- **Reading text**
++++++++++

From owner-freebsd-fs@FreeBSD.ORG  Tue Jul 16 22:47:27 2013
Return-Path: <owner-freebsd-fs@FreeBSD.ORG>
Delivered-To: freebsd-fs@freebsd.org
Received: from mx1.freebsd.org (mx1.freebsd.org
 [IPv6:2001:1900:2254:206a::19:1])
 by hub.freebsd.org (Postfix) with ESMTP id BDC6CF65
 for <freebsd-fs@freebsd.org>; Tue, 16 Jul 2013 22:47:27 +0000 (UTC)
 (envelope-from girgen@FreeBSD.org)
Received: from melon.pingpong.net (melon.pingpong.net [79.136.116.200])
 by mx1.freebsd.org (Postfix) with ESMTP id 5D0AD76A
 for <freebsd-fs@freebsd.org>; Tue, 16 Jul 2013 22:47:27 +0000 (UTC)
Received: from girgbook.lan
 (c-0f54e155.1525-1-64736c12.cust.bredbandsbolaget.se [85.225.84.15])
 (using TLSv1 with cipher DHE-RSA-CAMELLIA256-SHA (256/256 bits))
 (No client certificate requested)
 by melon.pingpong.net (Postfix) with ESMTPSA id BE2992E651;
 Wed, 17 Jul 2013 00:47:23 +0200 (CEST)
Message-ID: <51E5CD7A.2020109@FreeBSD.org>
Date: Wed, 17 Jul 2013 00:47:22 +0200
From: Palle Girgensohn <girgen@FreeBSD.org>
User-Agent: Postbox 3.0.8 (Macintosh/20130427)
MIME-Version: 1.0
To: Kirk McKusick <mckusick@mckusick.com>
Subject: Re: leaking lots of unreferenced inodes (pg_xlog files?)

++++++++++

- **Source material**
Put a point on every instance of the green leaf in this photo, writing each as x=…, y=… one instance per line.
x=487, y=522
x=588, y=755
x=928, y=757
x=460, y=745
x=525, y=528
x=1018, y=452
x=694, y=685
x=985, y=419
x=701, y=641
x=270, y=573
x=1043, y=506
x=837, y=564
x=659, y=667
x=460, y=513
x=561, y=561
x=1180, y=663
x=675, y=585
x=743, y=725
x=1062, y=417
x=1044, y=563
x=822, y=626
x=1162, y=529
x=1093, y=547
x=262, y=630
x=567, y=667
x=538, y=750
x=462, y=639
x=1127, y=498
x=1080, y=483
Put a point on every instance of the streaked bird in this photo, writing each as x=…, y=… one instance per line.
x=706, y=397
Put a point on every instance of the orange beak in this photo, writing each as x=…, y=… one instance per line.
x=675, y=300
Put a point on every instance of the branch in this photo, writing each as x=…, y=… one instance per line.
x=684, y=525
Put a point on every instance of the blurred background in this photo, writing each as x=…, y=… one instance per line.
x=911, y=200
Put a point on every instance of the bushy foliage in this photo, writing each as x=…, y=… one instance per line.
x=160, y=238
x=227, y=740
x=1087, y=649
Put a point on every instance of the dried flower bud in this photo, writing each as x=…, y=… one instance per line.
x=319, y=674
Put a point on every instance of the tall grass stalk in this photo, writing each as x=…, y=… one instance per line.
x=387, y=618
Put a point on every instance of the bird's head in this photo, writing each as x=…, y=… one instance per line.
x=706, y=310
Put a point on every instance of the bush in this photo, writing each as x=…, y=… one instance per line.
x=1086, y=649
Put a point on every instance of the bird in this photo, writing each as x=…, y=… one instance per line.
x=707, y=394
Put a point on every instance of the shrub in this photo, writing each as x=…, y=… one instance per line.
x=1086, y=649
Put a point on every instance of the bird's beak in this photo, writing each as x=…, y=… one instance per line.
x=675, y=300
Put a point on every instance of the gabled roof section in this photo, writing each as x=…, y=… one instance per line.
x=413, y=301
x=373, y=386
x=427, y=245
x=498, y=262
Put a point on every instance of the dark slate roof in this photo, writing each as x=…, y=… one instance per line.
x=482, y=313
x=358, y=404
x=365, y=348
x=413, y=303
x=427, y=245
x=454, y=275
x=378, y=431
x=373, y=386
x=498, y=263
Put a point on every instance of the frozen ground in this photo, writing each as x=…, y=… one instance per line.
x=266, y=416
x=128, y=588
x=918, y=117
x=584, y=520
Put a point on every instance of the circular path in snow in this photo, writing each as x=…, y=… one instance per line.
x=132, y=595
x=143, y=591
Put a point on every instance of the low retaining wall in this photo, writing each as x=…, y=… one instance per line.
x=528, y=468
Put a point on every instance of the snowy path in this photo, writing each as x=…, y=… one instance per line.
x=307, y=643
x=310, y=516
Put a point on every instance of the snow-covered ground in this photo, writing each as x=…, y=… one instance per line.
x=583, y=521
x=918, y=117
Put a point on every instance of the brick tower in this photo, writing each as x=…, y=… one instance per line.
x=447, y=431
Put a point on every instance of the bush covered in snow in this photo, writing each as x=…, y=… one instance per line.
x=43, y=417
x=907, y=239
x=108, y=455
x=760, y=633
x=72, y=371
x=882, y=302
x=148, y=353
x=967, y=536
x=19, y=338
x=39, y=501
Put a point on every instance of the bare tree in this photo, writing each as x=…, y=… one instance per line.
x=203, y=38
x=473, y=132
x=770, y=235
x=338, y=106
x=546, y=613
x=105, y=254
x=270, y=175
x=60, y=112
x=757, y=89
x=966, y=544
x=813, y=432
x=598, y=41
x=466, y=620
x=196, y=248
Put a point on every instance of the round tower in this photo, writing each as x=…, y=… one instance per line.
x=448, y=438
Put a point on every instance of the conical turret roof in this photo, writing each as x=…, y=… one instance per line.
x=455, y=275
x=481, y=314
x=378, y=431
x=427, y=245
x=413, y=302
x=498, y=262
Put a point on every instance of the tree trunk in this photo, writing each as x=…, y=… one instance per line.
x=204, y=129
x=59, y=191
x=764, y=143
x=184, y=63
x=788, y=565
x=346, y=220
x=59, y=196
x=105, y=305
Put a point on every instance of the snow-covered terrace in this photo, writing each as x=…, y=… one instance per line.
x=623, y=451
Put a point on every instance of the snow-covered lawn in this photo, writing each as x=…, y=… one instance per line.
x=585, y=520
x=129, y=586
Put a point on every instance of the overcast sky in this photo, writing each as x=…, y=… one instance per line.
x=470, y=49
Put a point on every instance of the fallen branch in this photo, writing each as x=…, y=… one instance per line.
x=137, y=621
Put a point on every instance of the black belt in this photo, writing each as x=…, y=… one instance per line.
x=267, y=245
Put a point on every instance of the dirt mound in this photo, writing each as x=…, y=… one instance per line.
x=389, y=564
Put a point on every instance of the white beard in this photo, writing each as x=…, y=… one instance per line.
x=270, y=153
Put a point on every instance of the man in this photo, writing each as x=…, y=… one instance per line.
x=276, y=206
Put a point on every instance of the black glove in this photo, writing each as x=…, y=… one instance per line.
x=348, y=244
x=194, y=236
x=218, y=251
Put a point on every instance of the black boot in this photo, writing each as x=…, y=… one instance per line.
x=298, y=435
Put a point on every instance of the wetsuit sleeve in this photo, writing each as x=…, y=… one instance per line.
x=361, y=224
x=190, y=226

++++++++++

Pull out the part of the email header from "by hub.freebsd.org (Postfix)" up to and including "(envelope-from girgen@FreeBSD.org)", word for word.

by hub.freebsd.org (Postfix) with ESMTP id BDC6CF65
 for <freebsd-fs@freebsd.org>; Tue, 16 Jul 2013 22:47:27 +0000 (UTC)
 (envelope-from girgen@FreeBSD.org)